## Page:
>>>>>

NXP Adopts Strategic Inventory Management Amid Variable Revenue Trends 

In the first quarter of 2024, NXP reported flat YOY revenue. Internal inventory levels increased, as the company maintained tight distribution inventory. NXP’s purposeful strategy to strictly limit distributor inventory allowed manufacturers to redirect products as needed and navigate soft automotive sector demand more efficiently. 

Revenue trends across key markets showed variability. Automotive revenue declined due to Tier 1 customers ongoing inventory digestion. NXP observed that industrial and IoT demand trends continued to improve, with growth in China partially offsetting softness in Europe and the Americas.  

Consequently, Industrial and IoT revenue showed steady sequential improvement. Mobile revenue experienced similar noteworthy growth, while Communication Infrastructure and other revenue dipped. 

NXP Anticipates Inventory Restocking Despite Mixed Forecasts 

NXP forecasts a YOY revenue decline but expects QOQ revenue to remain steady. The projected drop in automotive revenue is attributed to ongoing inventory digestion and a weaker macroeconomic environment. Industrial and IoT segments are expected to grow, along with Communication Infrastructure. Mobile will likely to continue its cyclical recovery. 

NXP plans to gradually increase channel inventory starting in Q2 as the company expects restocking to begin in the second half of the year, particularly within the automotive and industrial sectors. This approach aligns with expectations for more normalized inventory levels and benefits from new products and partnerships. Notably, NXP's collaboration with Honeywell for AI-enabled industrial-grade applications could contribute to future growth. 

Overall, NXP remains cautiously optimistic about demand growth across all segments for the rest of the year.  

By the Numbers 

  • Q1 Revenue was $3.13B. Q2 Revenue Is Projected at $3.125B. 
  • NXP Had 144 Days of Internal Inventory, 1.6 Months of Distribution Channel Inventory, and a Cash Conversion Cycle of 105 Days. 
  • Automotive Revenue Declined 1% YOY, Industrial and IoT Increased 14% YOY, Mobile Increased 34% YOY, While Communication Infrastructure & Other Revenue Dropped 25% YOY. 
  • NXP Forecasts $3.125B for Next Quarter, a 5% YOY Decline and Flat QOQ. 
  • NXP Plans to Increase Distribution Inventory to 1.7 Months This Quarter. 

 

STMicroelectronics N.V. (STM) – April 29, 2024 

Key Takeaways 

  • Automotive and Industrial Revenue Declined Significantly.  
  • Industrial Market to Continue Digesting Inventory Throughout 2024. 
  • STM Is Expanding Mems Sensor Portfolio to Capture Edge AI Demand.

<<<<<

## Recorded data:
>>>>>

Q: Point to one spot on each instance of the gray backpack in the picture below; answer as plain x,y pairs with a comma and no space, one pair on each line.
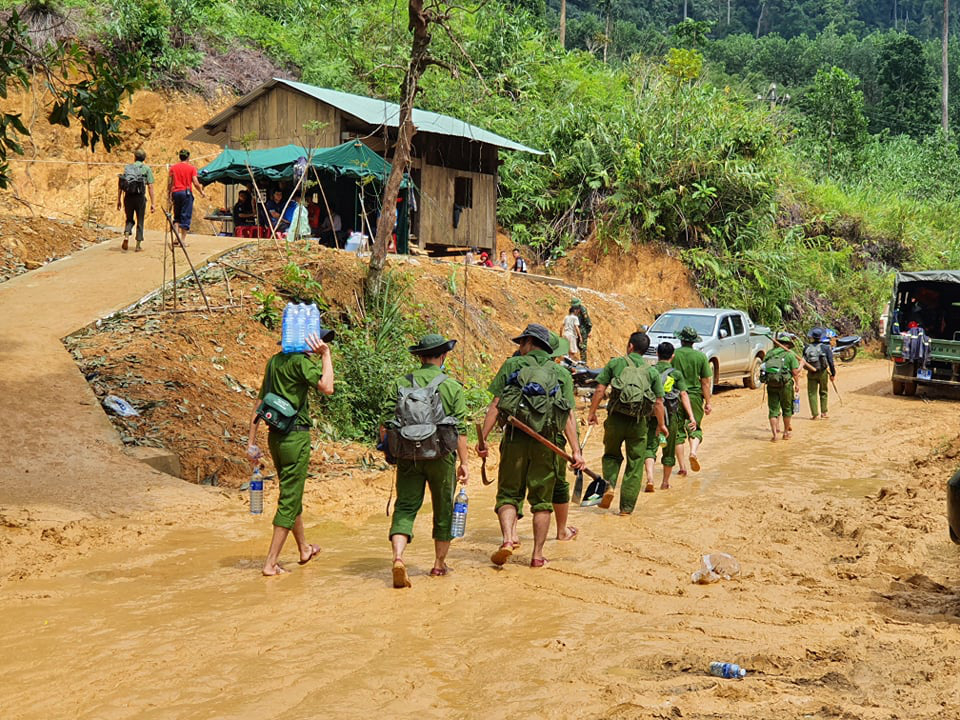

<<<<<

## Your goal:
Carry on the earnings write-up about NXP and STMicroelectronics, starting right after its last line.

## Output:
  • Due to Industrial Market Weakness, STM May Adjust Pricing and Product Offerings. 

Automotive and Industrial Market Declines Impact Profitability 

STM saw notable declines in automotive and industrial revenue. Industrial’s drop was driven by lower order bookings, suggesting inventory correction is taking longer than anticipated.  

Demand for Analog products, MEMs, and sensors dipped amongst automotive customers as original equipment manufacturers (OEMs) adjusted their product mix. The microcontroller segment also faced a substantial 30% drop, particularly in general-purpose microcontrollers, based on shifting industrial demand. 

Despite these challenges, STM demonstrated a commitment to innovation. The company launched a new all-in-one tool for MEMS sensor evaluation and development, closely tied to the STM32 microcontroller ecosystem. This initiative aims to support the company's broad portfolio of MEMS sensors and promote the embedding of edge AI in inertial modules. The company's focus on innovation continued with the announcement of a sensorless tire pressure monitoring system for e-bikes, further signaling a growing interest in edge AI solutions. 

There were signs of resilience in certain areas. Automotive-focused microcontrollers achieved wins in traction inverters, e-compressor controllers, and smart fuses. The company also noted a stable market environment in personal electronics and received awards for its RF front-end modem solutions from a new player in the EDO satellite market. 

STM Plans Strategic Adjustments to Address Industrial Weakness 

STM expects the industrial sector's downturn to continue, with recovery likely delayed into the Q3 and Q4. The sharp decline in general-purpose microcontroller demand, which predominantly serves the industrial market, is also projected to continue. Due to these forecasts, STM anticipates substantial pricing pressure on the microcontroller and broader industrial sectors. Product offerings, pricing models, or customer engagement strategies may need to adjust to navigate the downturn. 

In contrast, automotive-focused microcontrollers will remain resilient, indicating a potential area for strategic emphasis. The automotive segment's strength, particularly in electric vehicles and hybrid technologies, indicates that will be an important focus sector for the upcoming quarter. Additionally, the success in edge AI applications and ongoing partnerships with Compuware for high-performance telecom and AI server power supplies suggest that STM can leverage these efforts to drive growth. 

In conclusion, STM's outlook for the upcoming quarter involves addressing continued industrial weakness and potential pricing pressures while capitalizing on growth opportunities. The company's focus on innovation and strategic collaborations will be essential in the challenging market environment. 

By the Numbers 

  • Automotive Customer Demand for Analog Products, Mems, and Sensors Dropped 10%. 
  • Industrial Declined More Than 40% YOY and Dipped 28% QOQ. 
  • The Industrial MCU Market Is Expected To Decrease by 30%. 

 

Renesas Electronics Corporation – April 25, 2024 

Key Takeaways 

  • Days of Inventory Increased Due to a Buildup of Work-In-Progress Inventory From Proactive Purchase Orders.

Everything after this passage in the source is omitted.